**What this task involves:**
Using the entries below, transcribe exactly the line containing "the building facade" and each line that follows it to the end.

** Start of Task inputs **

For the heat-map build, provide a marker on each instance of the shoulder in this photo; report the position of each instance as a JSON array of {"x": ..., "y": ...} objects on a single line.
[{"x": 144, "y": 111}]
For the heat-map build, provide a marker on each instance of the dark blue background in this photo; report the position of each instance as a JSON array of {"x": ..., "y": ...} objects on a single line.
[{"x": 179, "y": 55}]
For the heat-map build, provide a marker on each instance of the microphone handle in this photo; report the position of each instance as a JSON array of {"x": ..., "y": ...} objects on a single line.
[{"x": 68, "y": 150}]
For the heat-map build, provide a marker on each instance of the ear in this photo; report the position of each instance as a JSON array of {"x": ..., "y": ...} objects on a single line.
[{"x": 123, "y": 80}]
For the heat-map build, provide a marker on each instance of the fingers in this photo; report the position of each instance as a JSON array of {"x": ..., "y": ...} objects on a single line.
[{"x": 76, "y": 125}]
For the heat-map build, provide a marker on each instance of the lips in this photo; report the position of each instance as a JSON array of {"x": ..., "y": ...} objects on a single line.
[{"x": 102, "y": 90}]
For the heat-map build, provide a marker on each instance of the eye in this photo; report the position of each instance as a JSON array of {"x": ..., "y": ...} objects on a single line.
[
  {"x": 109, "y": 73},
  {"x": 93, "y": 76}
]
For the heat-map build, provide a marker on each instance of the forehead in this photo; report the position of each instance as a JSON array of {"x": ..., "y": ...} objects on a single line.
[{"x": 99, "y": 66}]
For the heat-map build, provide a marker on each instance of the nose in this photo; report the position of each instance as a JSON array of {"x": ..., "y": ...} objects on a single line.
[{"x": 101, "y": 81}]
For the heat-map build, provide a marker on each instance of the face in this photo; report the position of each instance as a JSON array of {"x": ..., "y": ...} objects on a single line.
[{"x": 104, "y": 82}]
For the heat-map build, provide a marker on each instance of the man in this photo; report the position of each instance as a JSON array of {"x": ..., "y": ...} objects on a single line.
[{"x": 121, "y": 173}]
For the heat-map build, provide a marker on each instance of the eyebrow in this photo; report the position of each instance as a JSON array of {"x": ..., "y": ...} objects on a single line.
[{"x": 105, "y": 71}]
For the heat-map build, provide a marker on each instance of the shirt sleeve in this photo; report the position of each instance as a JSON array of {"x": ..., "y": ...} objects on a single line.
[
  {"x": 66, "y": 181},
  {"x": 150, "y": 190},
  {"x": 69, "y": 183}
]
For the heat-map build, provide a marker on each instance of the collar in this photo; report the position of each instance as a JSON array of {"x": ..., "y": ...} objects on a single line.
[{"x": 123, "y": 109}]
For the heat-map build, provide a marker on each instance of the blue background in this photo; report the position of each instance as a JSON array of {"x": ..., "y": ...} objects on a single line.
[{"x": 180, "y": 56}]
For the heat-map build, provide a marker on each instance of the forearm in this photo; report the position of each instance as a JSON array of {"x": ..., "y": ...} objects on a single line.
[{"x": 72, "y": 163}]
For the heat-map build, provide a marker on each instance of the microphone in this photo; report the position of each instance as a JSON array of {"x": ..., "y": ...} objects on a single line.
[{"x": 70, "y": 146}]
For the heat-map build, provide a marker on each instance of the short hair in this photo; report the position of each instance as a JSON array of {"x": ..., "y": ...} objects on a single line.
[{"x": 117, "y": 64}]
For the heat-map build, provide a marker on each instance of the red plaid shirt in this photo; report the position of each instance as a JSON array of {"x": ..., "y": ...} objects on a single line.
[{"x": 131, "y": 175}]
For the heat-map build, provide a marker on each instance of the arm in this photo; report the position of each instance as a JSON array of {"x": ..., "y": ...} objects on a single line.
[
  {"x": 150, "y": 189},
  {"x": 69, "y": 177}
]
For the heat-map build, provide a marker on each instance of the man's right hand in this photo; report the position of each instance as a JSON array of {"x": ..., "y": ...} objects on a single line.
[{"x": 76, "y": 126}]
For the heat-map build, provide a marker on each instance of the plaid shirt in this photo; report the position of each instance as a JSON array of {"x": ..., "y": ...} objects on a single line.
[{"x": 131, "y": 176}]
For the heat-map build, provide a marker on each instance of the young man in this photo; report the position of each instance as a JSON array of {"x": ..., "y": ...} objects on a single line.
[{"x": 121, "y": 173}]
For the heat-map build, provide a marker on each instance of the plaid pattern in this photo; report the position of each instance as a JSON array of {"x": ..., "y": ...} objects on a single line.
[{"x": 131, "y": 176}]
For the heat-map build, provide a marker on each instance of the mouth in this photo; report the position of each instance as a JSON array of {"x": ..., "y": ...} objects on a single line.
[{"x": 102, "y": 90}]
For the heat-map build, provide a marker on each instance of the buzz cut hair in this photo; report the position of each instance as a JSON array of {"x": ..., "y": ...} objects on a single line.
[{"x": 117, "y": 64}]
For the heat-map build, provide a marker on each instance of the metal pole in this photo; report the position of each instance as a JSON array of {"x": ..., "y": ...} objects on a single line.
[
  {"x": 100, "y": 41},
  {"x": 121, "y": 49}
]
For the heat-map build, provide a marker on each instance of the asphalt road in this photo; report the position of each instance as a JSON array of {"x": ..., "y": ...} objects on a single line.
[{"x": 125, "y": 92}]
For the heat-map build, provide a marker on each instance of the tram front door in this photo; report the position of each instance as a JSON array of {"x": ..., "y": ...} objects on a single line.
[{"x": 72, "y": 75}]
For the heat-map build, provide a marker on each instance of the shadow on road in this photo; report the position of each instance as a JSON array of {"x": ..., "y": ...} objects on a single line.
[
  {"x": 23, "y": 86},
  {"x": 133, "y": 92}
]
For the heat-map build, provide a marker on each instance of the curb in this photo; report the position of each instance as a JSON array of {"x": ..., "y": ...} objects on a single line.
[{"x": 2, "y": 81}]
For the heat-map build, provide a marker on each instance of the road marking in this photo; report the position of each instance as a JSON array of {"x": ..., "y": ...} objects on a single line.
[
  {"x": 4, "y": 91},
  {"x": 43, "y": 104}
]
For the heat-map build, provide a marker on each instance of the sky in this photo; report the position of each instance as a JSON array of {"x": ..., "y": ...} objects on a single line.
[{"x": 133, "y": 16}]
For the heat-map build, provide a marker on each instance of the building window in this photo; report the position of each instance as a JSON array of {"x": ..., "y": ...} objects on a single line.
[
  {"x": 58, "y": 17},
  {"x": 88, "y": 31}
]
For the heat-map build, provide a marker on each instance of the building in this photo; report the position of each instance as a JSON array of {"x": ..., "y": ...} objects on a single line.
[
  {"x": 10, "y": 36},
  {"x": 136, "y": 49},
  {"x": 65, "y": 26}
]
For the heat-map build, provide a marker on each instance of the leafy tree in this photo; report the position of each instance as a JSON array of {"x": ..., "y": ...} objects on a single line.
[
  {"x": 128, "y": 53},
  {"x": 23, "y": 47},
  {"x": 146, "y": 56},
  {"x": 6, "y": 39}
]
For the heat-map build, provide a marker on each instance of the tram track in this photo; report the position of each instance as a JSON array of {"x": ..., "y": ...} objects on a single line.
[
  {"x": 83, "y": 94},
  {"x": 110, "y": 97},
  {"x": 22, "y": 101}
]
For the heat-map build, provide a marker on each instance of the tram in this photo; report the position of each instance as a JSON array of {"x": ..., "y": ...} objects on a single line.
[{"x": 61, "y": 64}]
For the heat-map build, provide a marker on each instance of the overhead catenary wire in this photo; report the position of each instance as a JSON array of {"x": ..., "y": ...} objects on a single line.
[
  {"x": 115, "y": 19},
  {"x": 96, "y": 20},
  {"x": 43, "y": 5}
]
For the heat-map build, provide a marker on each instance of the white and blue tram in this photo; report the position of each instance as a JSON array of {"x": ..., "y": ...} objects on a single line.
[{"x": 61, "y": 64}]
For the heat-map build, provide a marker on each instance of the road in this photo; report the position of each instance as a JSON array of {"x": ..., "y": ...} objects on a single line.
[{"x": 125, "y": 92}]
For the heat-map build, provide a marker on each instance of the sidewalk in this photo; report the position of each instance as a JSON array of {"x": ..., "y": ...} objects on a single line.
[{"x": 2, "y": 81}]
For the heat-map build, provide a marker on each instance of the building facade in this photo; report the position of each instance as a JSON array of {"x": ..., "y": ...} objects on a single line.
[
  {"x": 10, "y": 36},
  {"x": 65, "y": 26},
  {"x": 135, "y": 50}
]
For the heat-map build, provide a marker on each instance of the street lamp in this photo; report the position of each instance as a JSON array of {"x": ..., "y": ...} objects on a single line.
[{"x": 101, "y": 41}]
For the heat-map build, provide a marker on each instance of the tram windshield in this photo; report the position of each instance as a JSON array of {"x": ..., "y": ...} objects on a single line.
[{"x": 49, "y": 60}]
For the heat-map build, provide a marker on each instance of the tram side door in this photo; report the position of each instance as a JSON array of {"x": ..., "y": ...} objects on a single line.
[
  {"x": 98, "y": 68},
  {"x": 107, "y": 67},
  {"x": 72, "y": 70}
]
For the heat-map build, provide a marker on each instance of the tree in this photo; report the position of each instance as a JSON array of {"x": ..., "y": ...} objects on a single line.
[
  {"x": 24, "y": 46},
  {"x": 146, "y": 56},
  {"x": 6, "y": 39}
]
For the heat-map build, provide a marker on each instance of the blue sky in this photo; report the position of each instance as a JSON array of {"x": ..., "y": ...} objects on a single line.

** End of Task inputs **

**Response:**
For the heat-map build, provide a marker on each instance of the building facade in this photo; report the position of each instance as a JSON array of {"x": ..., "y": ...} objects on a single line.
[
  {"x": 10, "y": 36},
  {"x": 65, "y": 26},
  {"x": 135, "y": 50}
]
For the heat-map build, provide a marker on each instance of the street lamp in this photo; report the position of each instance as a JSON array of {"x": ..., "y": ...} objects on a single line.
[{"x": 101, "y": 41}]
For the heat-map build, provide a marker on each instance of the tram windshield in this photo; report the position of each instance as a JSON array of {"x": ..., "y": ...} objects on a single line.
[{"x": 49, "y": 60}]
For the heat-map build, provide a marker on each instance of the tram side door in this photo; report the position of each instance as a JSON array of {"x": ..., "y": ...} objects on a single line.
[
  {"x": 98, "y": 68},
  {"x": 107, "y": 67},
  {"x": 72, "y": 70}
]
For the heat-map build, provide a marker on each instance of the tree in this photo; report the position of each instance as a JSON array of {"x": ..., "y": ...} objects on a single line.
[
  {"x": 24, "y": 46},
  {"x": 146, "y": 56},
  {"x": 6, "y": 39}
]
For the heat-map build, provide a marker on each instance of the blue sky in this photo; report the position of each instance as a JSON array of {"x": ..., "y": ...} objects on a single line.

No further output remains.